>> Begin DATA TO USE
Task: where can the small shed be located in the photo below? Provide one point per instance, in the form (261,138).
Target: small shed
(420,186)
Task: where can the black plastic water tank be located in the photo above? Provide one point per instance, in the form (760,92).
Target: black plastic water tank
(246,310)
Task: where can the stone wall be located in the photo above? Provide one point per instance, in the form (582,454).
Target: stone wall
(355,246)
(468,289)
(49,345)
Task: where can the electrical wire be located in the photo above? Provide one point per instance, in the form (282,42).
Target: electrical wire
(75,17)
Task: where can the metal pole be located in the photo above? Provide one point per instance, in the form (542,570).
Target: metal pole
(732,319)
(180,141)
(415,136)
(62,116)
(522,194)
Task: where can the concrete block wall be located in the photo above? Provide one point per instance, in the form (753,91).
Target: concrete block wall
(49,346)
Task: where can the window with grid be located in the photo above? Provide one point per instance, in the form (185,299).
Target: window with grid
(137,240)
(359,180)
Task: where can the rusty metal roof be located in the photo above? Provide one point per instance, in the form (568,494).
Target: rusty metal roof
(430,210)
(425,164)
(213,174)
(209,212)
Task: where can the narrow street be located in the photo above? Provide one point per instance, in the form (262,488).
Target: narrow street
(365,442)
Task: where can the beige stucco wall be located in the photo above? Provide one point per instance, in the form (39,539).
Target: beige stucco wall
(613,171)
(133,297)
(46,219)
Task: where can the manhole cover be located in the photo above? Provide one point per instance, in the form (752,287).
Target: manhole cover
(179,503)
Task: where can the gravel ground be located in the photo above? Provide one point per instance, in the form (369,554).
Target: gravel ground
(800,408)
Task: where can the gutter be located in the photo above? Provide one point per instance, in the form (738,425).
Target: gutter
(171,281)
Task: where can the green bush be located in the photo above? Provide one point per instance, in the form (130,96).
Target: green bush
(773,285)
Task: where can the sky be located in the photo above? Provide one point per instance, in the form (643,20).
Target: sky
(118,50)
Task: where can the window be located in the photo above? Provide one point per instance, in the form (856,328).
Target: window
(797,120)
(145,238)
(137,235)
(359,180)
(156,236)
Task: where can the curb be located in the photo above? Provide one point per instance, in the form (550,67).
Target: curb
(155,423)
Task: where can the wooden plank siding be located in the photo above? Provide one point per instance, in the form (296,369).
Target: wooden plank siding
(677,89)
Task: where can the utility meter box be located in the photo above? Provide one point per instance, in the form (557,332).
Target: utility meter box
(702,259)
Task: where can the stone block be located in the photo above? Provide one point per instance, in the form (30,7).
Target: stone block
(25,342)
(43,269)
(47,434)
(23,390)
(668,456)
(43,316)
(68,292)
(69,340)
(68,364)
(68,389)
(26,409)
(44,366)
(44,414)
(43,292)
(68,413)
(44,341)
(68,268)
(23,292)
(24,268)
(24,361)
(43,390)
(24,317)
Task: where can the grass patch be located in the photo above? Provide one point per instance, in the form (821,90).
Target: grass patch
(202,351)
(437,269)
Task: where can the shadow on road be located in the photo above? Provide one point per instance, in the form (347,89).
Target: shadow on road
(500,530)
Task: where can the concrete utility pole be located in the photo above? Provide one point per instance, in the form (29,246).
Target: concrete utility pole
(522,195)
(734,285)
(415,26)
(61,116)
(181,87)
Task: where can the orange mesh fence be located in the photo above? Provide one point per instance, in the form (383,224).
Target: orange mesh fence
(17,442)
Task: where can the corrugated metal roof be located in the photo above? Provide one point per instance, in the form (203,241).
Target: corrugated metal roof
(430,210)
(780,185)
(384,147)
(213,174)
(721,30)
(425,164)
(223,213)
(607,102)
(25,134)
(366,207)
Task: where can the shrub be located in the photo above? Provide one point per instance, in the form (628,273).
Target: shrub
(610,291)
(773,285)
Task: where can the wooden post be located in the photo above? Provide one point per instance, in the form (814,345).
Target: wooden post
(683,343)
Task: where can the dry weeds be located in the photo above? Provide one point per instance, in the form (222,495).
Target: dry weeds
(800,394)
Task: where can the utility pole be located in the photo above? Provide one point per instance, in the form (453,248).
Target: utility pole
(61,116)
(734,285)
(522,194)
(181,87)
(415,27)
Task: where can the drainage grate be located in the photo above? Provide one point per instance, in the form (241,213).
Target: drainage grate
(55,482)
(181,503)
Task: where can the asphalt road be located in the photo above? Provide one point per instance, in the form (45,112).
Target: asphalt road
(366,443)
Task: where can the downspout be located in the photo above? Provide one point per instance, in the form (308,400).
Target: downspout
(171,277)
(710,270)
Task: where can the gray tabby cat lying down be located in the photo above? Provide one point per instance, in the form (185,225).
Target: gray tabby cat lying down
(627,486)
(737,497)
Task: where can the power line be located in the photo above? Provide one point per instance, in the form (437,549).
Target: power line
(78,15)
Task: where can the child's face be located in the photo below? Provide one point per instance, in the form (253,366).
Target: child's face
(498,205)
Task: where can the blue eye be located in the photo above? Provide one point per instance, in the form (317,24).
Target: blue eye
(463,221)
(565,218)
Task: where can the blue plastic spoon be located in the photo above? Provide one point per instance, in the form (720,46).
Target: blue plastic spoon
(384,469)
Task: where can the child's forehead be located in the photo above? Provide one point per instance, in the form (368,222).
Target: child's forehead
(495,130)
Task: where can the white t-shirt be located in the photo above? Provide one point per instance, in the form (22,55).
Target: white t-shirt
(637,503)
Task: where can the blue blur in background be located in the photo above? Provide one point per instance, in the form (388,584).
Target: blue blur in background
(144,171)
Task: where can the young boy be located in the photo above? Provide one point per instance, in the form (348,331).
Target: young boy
>> End DATA TO USE
TASK STATEMENT: Copy out all of the records listed above without changing anything.

FINISHED TASK:
Task: where can the small shed be located in the photo below? Provide one point per instance, in the form (261,138).
Target: small shed
(420,186)
Task: where can the black plastic water tank be located in the photo above? Provide one point per instance, in the form (760,92).
Target: black plastic water tank
(246,310)
Task: where can the stone wall be located in the photo above? Provide one point per instance, in the form (582,454).
Target: stone wall
(355,246)
(468,289)
(49,345)
Task: where can the electrical wire be located in the photo above? Provide one point per instance, in the form (282,42).
Target: electrical wire
(75,17)
Task: where can the metal pole be located in the photo above? Provide one point per instance, in the form (542,570).
Target: metal pole
(732,319)
(180,141)
(415,136)
(62,116)
(522,194)
Task: where can the concrete block wall be located in the photo above? Provide one point per instance, in the form (753,91).
Target: concrete block wall
(49,346)
Task: where can the window with grid be located in the photo above? Provide one point per instance, in the form (185,299).
Target: window with grid
(137,240)
(359,180)
Task: where can the rusty metal roof be located in the photo above? Provide one point per instance, in the form (568,494).
Target: rusty metal roof
(430,210)
(425,164)
(213,174)
(209,212)
Task: where can the narrow street be located in the photo above? Provide one point per instance, in the form (262,488).
Target: narrow street
(365,442)
Task: where can the beige stucco wall be located in the photo above? Provide one point per instance, in the form (39,539).
Target: beige stucco wall
(613,171)
(133,297)
(46,219)
Task: where can the manhole cover be located in the photo above? Provide one point per instance, in the form (752,287).
Target: manhole cover
(179,503)
Task: where can the gravel ground be located in the photo above? Provide one point per instance, in the form (369,554).
Target: gravel ground
(800,408)
Task: where can the gutter be located in the photo above? Provide one point per instance, in the form (738,425).
Target: gutter
(171,281)
Task: where can the green bush be located in the photo above? Provide one point per instance, in the form (130,96).
Target: green bush
(773,285)
Task: where can the sky be located in the photo above? Provide one point per instance, in the form (643,20).
Target: sky
(118,50)
Task: where can the window be located in the photo above? Provide one point per instance, in the form (856,328).
Target: window
(797,120)
(145,238)
(137,235)
(359,180)
(156,236)
Task: where can the curb be located in the photo above? Provide one point per instance, in the form (550,67).
Target: curb
(155,423)
Task: where can the wooden plank siding be located in the photo above? Provide one point per instance, in the form (296,369).
Target: wooden plank siding
(677,89)
Task: where can the utility meter box be located in the photo above? Provide one point per instance, in the form (557,332).
Target: utility meter box
(702,259)
Task: where can the stone block be located in the photo above? Provide one point per instance, in the form (30,7).
Target: stone block
(25,342)
(43,269)
(47,434)
(23,390)
(668,456)
(43,316)
(68,292)
(69,340)
(68,364)
(68,389)
(26,409)
(44,366)
(44,414)
(43,292)
(68,413)
(44,341)
(68,268)
(23,292)
(24,268)
(24,361)
(43,390)
(24,317)
Task: where can the grass patch be located in the photo above? Provide one point per instance, in the form (821,90).
Target: grass patch
(202,351)
(437,269)
Task: where can the shadow on road be located in the photo above? Provide one point per instance, in the form (347,89).
Target: shadow on road
(500,530)
Task: where can the concrete utility pole be located in the photo above? Provide one point per instance, in the form (29,246).
Target: concrete utility pole
(522,195)
(734,285)
(415,26)
(61,116)
(181,87)
Task: where can the orange mesh fence be located in the photo above? Provide one point per instance, in the form (383,224).
Target: orange mesh fence
(17,442)
Task: where can the corrugated metal roof be located in the photo above? Provide one point per instance, in the form (203,241).
Target: corrugated metal roof
(430,210)
(780,185)
(384,147)
(213,174)
(721,30)
(425,164)
(223,213)
(607,102)
(25,134)
(366,207)
Task: where can the shrub be located in the photo above? Provide one point per instance, in the form (628,273).
Target: shrub
(610,291)
(773,285)
Task: where can the wooden post be located in the photo above? Provide one point per instance, in the form (814,345).
Target: wooden post
(683,343)
Task: where can the dry weeds be located in the photo above? Provide one point per instance, in the form (222,495).
Target: dry weeds
(800,394)
Task: where can the utility pole be located in the photo above? Provide one point per instance, in the form (453,248).
Target: utility pole
(61,116)
(734,285)
(522,194)
(181,87)
(415,27)
Task: where can the drainage grate be located in the photo above? Provide one point per instance, in the form (241,213).
Target: drainage grate
(55,482)
(181,503)
Task: where can the asphalt road be located in the photo above? Provide one point per instance, in the form (45,112).
Target: asphalt road
(366,443)
Task: where can the downspout be located in the photo above? Provide one point per instance, in the form (308,400).
Target: downspout
(171,277)
(710,270)
Task: where can the gray tabby cat lying down be located in the photo above? Provide one point per instance, in the form (185,225).
Target: gray tabby cat lying down
(627,486)
(737,497)
Task: where can the power line be located in the photo above? Provide one point per instance, in the form (437,549).
Target: power line
(78,15)
Task: where can the child's face be located in the photo below? Provide one point per instance, in the form (253,366).
Target: child's face
(498,205)
Task: where can the blue eye be located in the photo above? Provide one point per instance, in the form (317,24).
Target: blue eye
(463,221)
(565,218)
Task: where can the blue plastic spoon be located in the photo above? Provide one point per instance, in the form (720,46).
Target: blue plastic spoon
(384,469)
Task: where can the child's forehead be located in the photo above? Provide one point per instance, in the form (368,222).
Target: child's forehead
(495,130)
Task: where can the white t-shirt be located in the photo above? Provide one point per instance, in the form (22,55).
Target: white t-shirt
(637,503)
Task: where can the blue blur in background be located in the photo above? Provide one point per instance, in the form (388,584).
Target: blue blur in background
(144,171)
Task: where can the young boy be located in the photo above? Provide one point per instance, in the form (348,331).
Target: young boy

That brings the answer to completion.